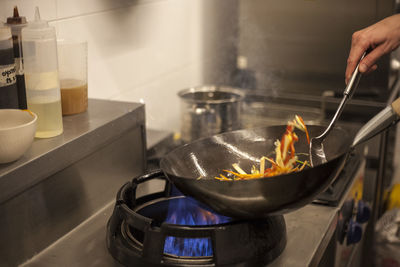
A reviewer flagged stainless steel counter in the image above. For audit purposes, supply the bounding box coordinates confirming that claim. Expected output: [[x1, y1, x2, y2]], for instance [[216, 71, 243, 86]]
[[0, 99, 147, 267], [20, 197, 340, 267], [20, 154, 364, 267], [4, 99, 361, 267]]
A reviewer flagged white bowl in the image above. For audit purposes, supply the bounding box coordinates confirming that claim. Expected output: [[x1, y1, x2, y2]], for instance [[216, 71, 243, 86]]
[[0, 109, 37, 164]]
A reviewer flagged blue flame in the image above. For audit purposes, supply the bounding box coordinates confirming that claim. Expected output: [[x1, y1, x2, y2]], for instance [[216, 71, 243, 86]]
[[163, 197, 231, 257]]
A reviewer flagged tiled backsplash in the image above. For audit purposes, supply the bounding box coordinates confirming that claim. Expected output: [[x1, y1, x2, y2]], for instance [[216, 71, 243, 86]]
[[0, 0, 207, 132]]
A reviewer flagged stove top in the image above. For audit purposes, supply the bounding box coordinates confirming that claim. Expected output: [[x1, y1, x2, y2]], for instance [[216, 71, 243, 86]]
[[313, 151, 362, 206]]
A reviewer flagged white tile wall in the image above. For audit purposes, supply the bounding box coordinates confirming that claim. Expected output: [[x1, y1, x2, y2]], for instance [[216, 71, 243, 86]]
[[0, 0, 206, 132], [0, 0, 57, 21], [54, 0, 160, 20], [0, 0, 161, 24]]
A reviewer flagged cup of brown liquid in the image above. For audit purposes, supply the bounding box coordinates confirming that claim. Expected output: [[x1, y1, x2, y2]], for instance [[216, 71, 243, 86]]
[[57, 40, 88, 115]]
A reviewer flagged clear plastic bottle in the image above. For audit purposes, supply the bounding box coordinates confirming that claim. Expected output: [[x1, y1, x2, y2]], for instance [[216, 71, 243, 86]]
[[21, 7, 63, 138]]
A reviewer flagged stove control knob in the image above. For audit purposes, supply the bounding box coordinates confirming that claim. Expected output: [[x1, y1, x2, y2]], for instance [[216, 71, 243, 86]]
[[347, 219, 362, 245], [356, 200, 370, 224], [337, 199, 355, 244], [342, 199, 355, 221]]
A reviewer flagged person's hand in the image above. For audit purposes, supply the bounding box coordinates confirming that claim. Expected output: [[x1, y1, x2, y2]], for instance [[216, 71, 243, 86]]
[[345, 14, 400, 83]]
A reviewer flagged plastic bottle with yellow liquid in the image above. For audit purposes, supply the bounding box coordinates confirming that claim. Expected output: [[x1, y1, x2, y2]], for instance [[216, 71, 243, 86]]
[[21, 7, 63, 138]]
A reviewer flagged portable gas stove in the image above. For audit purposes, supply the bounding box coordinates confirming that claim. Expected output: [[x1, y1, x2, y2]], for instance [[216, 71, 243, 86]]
[[107, 170, 287, 267]]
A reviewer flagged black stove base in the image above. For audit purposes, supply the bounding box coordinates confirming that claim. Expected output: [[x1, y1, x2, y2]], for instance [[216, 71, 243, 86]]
[[106, 170, 287, 267]]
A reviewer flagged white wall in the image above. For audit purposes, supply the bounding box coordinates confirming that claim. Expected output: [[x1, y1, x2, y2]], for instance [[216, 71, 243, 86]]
[[0, 0, 205, 132]]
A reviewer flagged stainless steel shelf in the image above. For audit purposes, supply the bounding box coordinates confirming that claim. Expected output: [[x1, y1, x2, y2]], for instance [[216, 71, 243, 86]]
[[0, 99, 145, 204]]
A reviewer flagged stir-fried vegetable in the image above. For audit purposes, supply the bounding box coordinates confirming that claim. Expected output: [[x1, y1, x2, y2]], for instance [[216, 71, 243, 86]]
[[215, 115, 310, 181]]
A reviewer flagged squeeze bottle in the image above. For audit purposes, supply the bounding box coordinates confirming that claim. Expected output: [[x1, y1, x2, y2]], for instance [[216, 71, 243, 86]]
[[6, 6, 28, 109], [0, 25, 19, 109], [22, 7, 63, 138]]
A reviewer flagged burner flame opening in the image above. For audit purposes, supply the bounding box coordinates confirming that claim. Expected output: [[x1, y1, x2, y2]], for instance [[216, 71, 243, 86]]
[[163, 197, 231, 257]]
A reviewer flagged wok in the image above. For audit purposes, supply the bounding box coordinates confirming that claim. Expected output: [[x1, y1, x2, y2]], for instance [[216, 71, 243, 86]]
[[160, 125, 350, 218], [160, 99, 400, 219]]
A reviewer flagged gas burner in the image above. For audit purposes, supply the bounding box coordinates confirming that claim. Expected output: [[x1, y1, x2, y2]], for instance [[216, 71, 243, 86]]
[[107, 170, 287, 267]]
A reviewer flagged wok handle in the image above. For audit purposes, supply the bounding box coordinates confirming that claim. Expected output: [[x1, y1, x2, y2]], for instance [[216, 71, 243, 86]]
[[352, 97, 400, 147], [391, 97, 400, 116]]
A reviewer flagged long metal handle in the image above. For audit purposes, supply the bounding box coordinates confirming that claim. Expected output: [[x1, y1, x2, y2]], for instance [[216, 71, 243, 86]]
[[352, 97, 400, 147], [317, 52, 367, 139], [344, 52, 366, 97]]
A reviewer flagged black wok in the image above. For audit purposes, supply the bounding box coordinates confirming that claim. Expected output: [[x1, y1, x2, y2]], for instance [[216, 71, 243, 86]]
[[160, 98, 400, 219], [160, 125, 351, 219]]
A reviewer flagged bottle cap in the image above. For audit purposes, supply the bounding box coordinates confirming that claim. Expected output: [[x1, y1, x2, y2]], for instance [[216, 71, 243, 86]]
[[0, 26, 12, 41], [6, 6, 27, 25], [22, 7, 55, 40]]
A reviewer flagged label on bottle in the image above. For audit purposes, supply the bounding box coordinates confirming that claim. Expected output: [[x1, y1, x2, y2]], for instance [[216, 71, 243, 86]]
[[15, 58, 24, 75], [0, 64, 17, 87]]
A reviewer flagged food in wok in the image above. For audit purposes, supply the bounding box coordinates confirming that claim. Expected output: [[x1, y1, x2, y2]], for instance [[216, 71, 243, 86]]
[[215, 115, 310, 181]]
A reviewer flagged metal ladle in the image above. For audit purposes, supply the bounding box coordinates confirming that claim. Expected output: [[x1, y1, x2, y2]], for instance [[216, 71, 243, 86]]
[[309, 53, 366, 167]]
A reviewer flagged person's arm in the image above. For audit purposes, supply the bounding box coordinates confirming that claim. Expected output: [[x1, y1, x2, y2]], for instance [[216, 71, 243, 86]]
[[345, 14, 400, 83]]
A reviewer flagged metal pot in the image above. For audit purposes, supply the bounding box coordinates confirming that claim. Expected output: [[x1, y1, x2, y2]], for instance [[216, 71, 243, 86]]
[[178, 85, 244, 143]]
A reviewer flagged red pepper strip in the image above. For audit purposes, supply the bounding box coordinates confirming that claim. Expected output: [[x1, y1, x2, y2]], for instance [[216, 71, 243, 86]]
[[290, 142, 296, 158], [264, 167, 273, 174], [284, 132, 299, 164], [281, 125, 294, 152], [292, 132, 299, 142], [290, 133, 299, 159], [297, 116, 310, 144], [280, 136, 285, 153]]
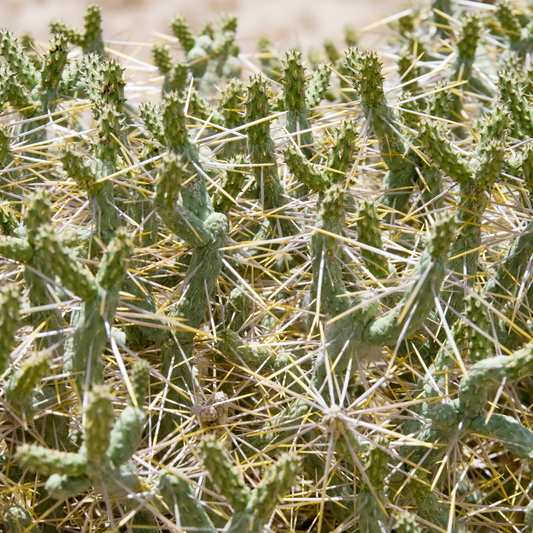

# # # # #

→ What the task asks: Give back the whole listing exactly; no pictures.

→ Response to this task:
A reviewer flagged stainless steel counter in the image above. For audit purposes, supply the bounding box coordinates confirming that claim. Expected output: [[x1, y1, x2, y2]], for instance [[216, 71, 243, 86]]
[[0, 99, 147, 267], [20, 197, 340, 267], [20, 154, 364, 267], [4, 99, 361, 267]]
A reviewer flagged white bowl in the image above. For audit purposes, supply the bounding box coordinates confirming that claim. Expected output: [[x1, y1, x2, y2]], for instance [[216, 71, 243, 86]]
[[0, 109, 37, 164]]
A reviewer flagged blue flame in the image above. For audit purposes, supply the bounding box coordinates confirming that claim. Expected output: [[x1, y1, x2, y2]], for instance [[216, 71, 243, 86]]
[[163, 197, 231, 257]]
A reviewer flagged tiled backsplash in the image above. For audit purposes, supply the bounding box coordinates confirming that claim. Expected output: [[x1, y1, x2, y2]], for instance [[216, 71, 243, 86]]
[[0, 0, 207, 132]]
A reviewer flagged stove top in the image above. For audit purposes, supply the bounding box coordinates confirming that claim. Expected output: [[x1, y1, x2, y2]], for instance [[216, 71, 243, 86]]
[[313, 151, 362, 206]]
A reviewer flagged white tile wall in the image above. For audit purposes, supply the bounding box coordinates confirming that claim. Expected output: [[x1, y1, x2, y2]], for instance [[216, 71, 243, 86]]
[[0, 0, 206, 132], [0, 0, 57, 21], [54, 0, 160, 20], [0, 0, 161, 24]]
A reviewer flagged cup of brown liquid in the image above. For audit purposes, supply the bounding box coordinates confirming that claim. Expected output: [[x1, y1, x2, y2]], for instance [[216, 71, 243, 86]]
[[57, 40, 88, 115]]
A reviewer flagged clear plastic bottle in the image above. For audit purposes, supply the bounding box coordinates confirming that claim. Expected output: [[x1, y1, x2, y2]], for instance [[216, 71, 243, 86]]
[[21, 7, 63, 138]]
A reviewer flagged stove control knob in the image above. For audit purposes, supply the bounding box coordinates confirming that claim. Expected output: [[x1, y1, x2, y2]], for instance [[216, 71, 243, 86]]
[[347, 219, 362, 245], [356, 200, 370, 224], [337, 199, 355, 244], [342, 199, 355, 221]]
A reviewer flagged person's hand in the image above. For audit purposes, supply the bounding box coordinates confirming that claim. Expected output: [[x1, y1, x2, y2]], for instance [[216, 71, 243, 86]]
[[345, 14, 400, 83]]
A reviewer flagged plastic bottle with yellow liquid in the image above. For audit purposes, supply the bounding box coordinates confirming that claim. Expected output: [[x1, y1, x2, y2]], for instance [[216, 71, 243, 86]]
[[21, 7, 63, 138]]
A reviewer flagged portable gas stove in the image above. For audit purposes, supply the bounding box coordinates confirming that claim. Expected output: [[x1, y1, x2, y2]], for instance [[216, 71, 243, 86]]
[[107, 170, 287, 267]]
A reviewer flagged black stove base in the image above. For audit purposes, supply the bounding box coordinates confirming that claim. Expected output: [[x1, y1, x2, y2]], for instance [[216, 71, 243, 86]]
[[106, 170, 287, 267]]
A reviewer flagged white wall in the image above. For audit purposes, supply the bounding box coordinates confirming that claim. Expected output: [[x1, y1, x2, y2]], for instance [[216, 71, 243, 86]]
[[0, 0, 205, 132]]
A reviewer flagged stainless steel shelf in the image above. For audit purposes, supply the bounding box coordinates confirming that claim. Expected output: [[x1, y1, x2, y2]], for instance [[216, 71, 243, 86]]
[[0, 99, 145, 204]]
A reviewer flagged stir-fried vegetable in the image above. For audit purposes, supply the bounding box coordinates confirming that claim. Expected output: [[x1, y1, x2, y2]], for instance [[216, 71, 243, 86]]
[[215, 115, 310, 181]]
A reviewer flagged squeeze bottle in the image above. For audit purposes, supply the bounding box coordinates confirming that claim. Expected output: [[x1, y1, x2, y2]], for instance [[216, 71, 243, 86]]
[[6, 6, 28, 109], [0, 25, 19, 109], [22, 7, 63, 138]]
A reviewer flagged burner flame opening in the image above. For audit purposes, supply the bounding box coordinates confirming that claim. Expected output: [[x1, y1, x2, y2]], for instance [[216, 71, 243, 86]]
[[163, 197, 231, 257]]
A reviewer flagged wok in the image above. For audit purposes, supply the bounding box coordinates confirming that claim. Expected output: [[x1, y1, x2, y2]], for instance [[216, 71, 243, 86]]
[[160, 125, 350, 218], [160, 99, 400, 219]]
A reviewer flagged gas burner in the image above. For audit purposes, supply the bounding box coordinates confirming that claim. Expected output: [[x1, y1, x2, y2]], for instance [[216, 71, 243, 86]]
[[107, 170, 287, 267]]
A reviewer flagged wok handle in the image above. For audit purposes, supply the bounding box coordinates confirming that claim. Expected output: [[x1, y1, x2, y2]], for instance [[216, 71, 243, 86]]
[[352, 97, 400, 147], [391, 97, 400, 116]]
A reviewer flagged long metal handle in the image above. For audit purposes, supply the bounding box coordinates confirming that claim. Expected output: [[x1, y1, x2, y2]], for instance [[216, 71, 243, 86]]
[[352, 97, 400, 147], [317, 52, 367, 139], [344, 52, 366, 97]]
A reviewer flagged black wok in the image above. For audit purposes, supply the bounding box coordinates confirming that claim. Expected output: [[x1, y1, x2, y2]], for instance [[216, 71, 243, 86]]
[[160, 98, 400, 219], [160, 125, 351, 219]]
A reviewer flagged bottle cap in the image above. For audit purposes, supply the bounding box coordinates confirming that claim. Expected output: [[x1, y1, x2, y2]], for instance [[216, 71, 243, 86]]
[[0, 26, 12, 41], [6, 6, 27, 25], [22, 7, 55, 40]]
A reviewer flagged label on bottle in the image above. For audit purposes, supply the bounding box coordinates confirming that claim. Expected output: [[x1, y1, x2, y2]], for instance [[216, 71, 243, 86]]
[[15, 58, 24, 75], [0, 64, 17, 87]]
A reviewer flagged food in wok in the image above. For audit purposes, supply the bounding box coordinates confirming that claim. Expected output: [[x1, y1, x2, y2]], for instance [[216, 71, 243, 86]]
[[215, 115, 310, 181]]
A reviewer flagged metal ladle in the image above. For audit purposes, supply the bounding box coordinates confirming that claim. Expected output: [[x1, y1, x2, y2]], for instance [[216, 71, 243, 86]]
[[309, 53, 366, 167]]
A reviewer flagged person's arm in the image above. For audit purposes, supply the bounding box coordinates confirming that claim. Expected output: [[x1, y1, x2, y2]], for instance [[216, 71, 243, 86]]
[[345, 14, 400, 83]]
A reviewer flagged metal pot in the image above. For audit purposes, supply the bounding box coordinates confirming that claim. Expected output: [[x1, y1, x2, y2]], for instance [[216, 71, 243, 86]]
[[178, 85, 244, 143]]
A reviewer flagged red pepper strip in the image above. For audit purposes, supply the bounding box coordinates confirming that claim. Expected output: [[x1, y1, x2, y2]], for instance [[216, 71, 243, 86]]
[[290, 142, 296, 158], [264, 167, 273, 174], [284, 132, 299, 164], [281, 125, 294, 152], [292, 132, 299, 142], [290, 133, 299, 159], [297, 116, 310, 144], [280, 136, 285, 153]]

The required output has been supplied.